= Selection =
───

The goal of this blog post is to delve into the code details and explore how its basic ideas are implemented. We will first outline the role of each module from the project's structure, then investigate the entire distributed transaction implementation process using the official examples.

Project Structure Analysis

After pulling the project and opening it with an IDE, the directory structure is as follows. Let's take a look at the implementation of each module:

common: Common components, providing commonly used utility classes, static variables, extension mechanism class loaders, and defining global exceptions, etc.
config: Configuration loading and parsing module, providing basic interfaces for configuration. Currently, only file configuration is implemented, with plans for implementations of configuration centers like Nacos.
core: The core module mainly encapsulating RPC-related content for communication between TM, RM, and TC.
dubbo: The Dubbo module mainly adapts the Dubbo communication framework, using Dubbo's filter mechanism to pass global transaction information to branches.
examples: A simple example module that we will explore to understand the implementation.
rm-datasource: The resource management module, a core module that proxies some JDBC classes to parse SQL, generate rollback logs, and coordinate local transactions. Personally, I think naming this module "core" would be more appropriate.
server: The TC component, mainly coordinating and managing global transactions, responsible for committing or rolling back global transactions, and maintaining global locks.
spring: The module integrated with Spring, mainly consisting of AOP logic, serving as the entry point for the entire distributed transaction, and the breakthrough point for studying Fescar.
tm: The global transaction management module, managing the boundaries of global transactions, and controlling the initiation and rollback points of global transactions.

Viewing the Effects through the [examples] Module

First, start the TC (Server) module, and start the main method directly. The default server port is 8091.

───

= Data provided =
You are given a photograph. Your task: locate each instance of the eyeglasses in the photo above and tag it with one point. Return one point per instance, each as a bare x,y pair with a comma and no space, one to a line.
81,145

───

= Task to complete =
Quote, from the text on the Fescar project structure above, the passage that opens with the words containing "common: Common components, providing" and closes with "global exceptions, etc.".

= Answer in full =
common: Common components, providing commonly used utility classes, static variables, extension mechanism class loaders, and defining global exceptions, etc.